→ **TEXT PROVIDED**
*** Block opens ***
# Lyft Round Trip Procedure



## cvguber (Aug 3, 2016)

took a lady to liquor store. In and out in two minutes and then she had me take her back home. 

Do I need to fo something on Lyft app to indicate I took her back since the destination entered originally was the liquor store?

Fare seemed less than I expected.


----------



## Uber48208 (May 4, 2016)

You don't have to do anything. Fare is based on time and miles driven between starting and ending trip.

Always protect yourself and ask rider to update destination at each stop so they can't request fare review after stating you drove them out of the way or forgot to end trip, etc... In other words, once she got back in car at liquor store, have her change destination to home again


----------



## New2This (Dec 27, 2015)

Uber48208 said:


> You don't have to do anything. Fare is based on time and miles driven between starting and ending trip.
> 
> Always protect yourself and ask rider to update destination at each stop so they can't request fare review after stating you drove them out of the way or forgot to end trip, etc... In other words, once she got back in car at liquor store, have her change destination to home again


B I N G O! If they make multiple stops I have them enter each stop in the app.

Called CYA


----------



## macchiato (Sep 29, 2015)

Unless if it's Line, you drop them off and have them rerequest if they need a ride back. Line is only one way trips without any stops.


----------



## Adieu (Feb 21, 2016)

Or comment "round trip, home-store-home"

Some also ask a minimum fare back for ride count, but that often earns you a 5*+$1 tip on trip 1....to mask their 1* complaint on the return trip



Uber48208 said:


> You don't have to do anything. Fare is based on time and miles driven between starting and ending trip.
> 
> Always protect yourself and ask rider to update destination at each stop so they can't request fare review after stating you drove them out of the way or forgot to end trip, etc... In other words, once she got back in car at liquor store, have her change destination to home again


----------



## scamp (May 2, 2016)

New2This said:


> B I N G O! If they make multiple stops I have them enter each stop in the app.
> 
> Called CYA


Yup, I learned my lesson after a PAX lied about me taking a long way to her place. I started REQUIRING all my PAX to update destinations for each drop off. I won't edit destination myself either. I state you must do it through your APP so there's a record to protect YOU and ME. Most are quite accomodating. Only had one who refused and I responded ok sorry I can't do any more destinations than original one entered. She was definitely trying to scam me as she wanted me to drive her BF like 10 miles further to his place without updating destination.


----------



## Adieu (Feb 21, 2016)
*** Block closes ***
→ **DATA FOR REVIEW**
*** Block opens ***
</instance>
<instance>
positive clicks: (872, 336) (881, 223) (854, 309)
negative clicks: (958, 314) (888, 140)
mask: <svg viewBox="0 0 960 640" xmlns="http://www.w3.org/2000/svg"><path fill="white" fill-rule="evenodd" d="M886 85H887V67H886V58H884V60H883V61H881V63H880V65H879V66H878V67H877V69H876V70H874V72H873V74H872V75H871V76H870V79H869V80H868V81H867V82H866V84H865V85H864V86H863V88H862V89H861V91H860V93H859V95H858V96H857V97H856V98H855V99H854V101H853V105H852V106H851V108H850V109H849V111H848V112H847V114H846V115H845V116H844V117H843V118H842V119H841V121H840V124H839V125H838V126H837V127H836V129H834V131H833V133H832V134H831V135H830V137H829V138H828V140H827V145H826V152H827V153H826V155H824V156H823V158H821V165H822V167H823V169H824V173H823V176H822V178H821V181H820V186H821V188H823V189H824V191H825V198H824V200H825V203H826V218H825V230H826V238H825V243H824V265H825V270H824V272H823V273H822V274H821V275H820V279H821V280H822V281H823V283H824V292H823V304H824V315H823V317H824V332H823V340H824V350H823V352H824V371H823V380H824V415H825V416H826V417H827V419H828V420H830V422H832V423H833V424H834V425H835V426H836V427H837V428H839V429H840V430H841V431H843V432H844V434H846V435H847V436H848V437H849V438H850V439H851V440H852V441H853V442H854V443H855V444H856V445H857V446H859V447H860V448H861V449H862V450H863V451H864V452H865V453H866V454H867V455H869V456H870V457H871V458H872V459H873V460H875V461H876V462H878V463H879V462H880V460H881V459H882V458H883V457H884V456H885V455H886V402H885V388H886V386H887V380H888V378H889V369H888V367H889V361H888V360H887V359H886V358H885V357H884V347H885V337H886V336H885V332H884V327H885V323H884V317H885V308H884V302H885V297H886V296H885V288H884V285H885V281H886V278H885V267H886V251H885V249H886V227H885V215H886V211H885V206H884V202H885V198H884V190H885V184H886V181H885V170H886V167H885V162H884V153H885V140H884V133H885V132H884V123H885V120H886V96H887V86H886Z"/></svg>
*** Block closes ***
→ **WRITTEN TASK 1**
Quote the passage from the Lyft round-trip thread that begins at the words "# Lyft Round" and stops after "the liquor store?".
→ **WRITTEN TASK 2**
Continue the forum thread on Lyft round trips from the point where it ends.

→ **FINAL ANSWER 1**
# Lyft Round Trip Procedure



## cvguber (Aug 3, 2016)

took a lady to liquor store. In and out in two minutes and then she had me take her back home. 

Do I need to fo something on Lyft app to indicate I took her back since the destination entered originally was the liquor store?

→ **FINAL ANSWER 2**
scamp said:


> Yup, I learned my lesson after a PAX lied about me taking a long way to her place. I started REQUIRING all my PAX to update destinations for each drop off. I won't edit destination myself either. I state you must do it through your APP so there's a record to protect YOU and ME. Most are quite accomodating. Only had one who refused and I responded ok sorry I can't do any more destinations than original one entered. She was definitely trying to scam me as she wanted me to drive her BF like 10 miles further to his place without updating destination.


Pax are pretty wildly unpredictable.

You just NEVER know... Figured out a rather PIA and circuitous but fairly reliable method of getting support to reveal who rated what, and daaaaang, can you say surprise-surprise.....

Very strange trends:

MOST tippers ding you 4* or less
Many sullen weirdoes rate 5*
People who thank profusely 50% rate 1*
Considering frequency of downrates among em, ALL "nice car" or "cool ride" average out to ~3.5*-4*
Unless grinding incentives and don't care about the 1* so much as getting it over with and going home, ALL FEELERS FOR AUX SHOULD BE CANCEL-KICKED TO CURB IMMEDIATELY
Only the politest of radio requests are actually harmless
Waiting for people on anything but UberSelect is a baaaaad idea
Attempts to find pax past "pin in app showing vague spot in plaza lot, which business are you by?" -before- driving are harshly penalized

You can ONLY trust pax if you've discussed fond memories of their birthplace (and that birthplace is something like Sioux Falls, South Dakota.... San Fran or NYC = useless...with Chicago, OTOH, shared gripes and horror stories make for earnest bonding --- maybe theyre just tired of ppl bending over backwards to invent something to praise about that cluster of a city???)
Day surge rates higher and messes around less than base rates
Surgeless pax in all day fluctuating-surgey areas hate you ALREADY


----------



## Daniel Harbin (Sep 23, 2015)

So far I have not had any pax complain about destinations and yes I take them anywhere they wish and will wait a short time. Some pax dont enter any destination and I just head for the location. Most locations are short and the min charge applies. I dont mind waiting or going through fast food drive throughs, pax usually asks me if I want something.

A bit of courtesy and customer service will go a long way.


----------



## Hunter420 (May 1, 2016)

Yes PAX try to scam you!! Even with line, oh its just a block more!! Oh I need to make another stop!! I didn't know I picked line... Booo hoooo! I didn't mean to pick line!can I just tip you for the distance, suckerrrrr!!! 4 people on line, oh I didn't know, Strap two of them to the top of the car! PAX will lie and cheat, for a few extra pennies! Or im late!!! Im late!!! Please don't pick anyone else up.


----------



## Luis777 (Jul 26, 2015)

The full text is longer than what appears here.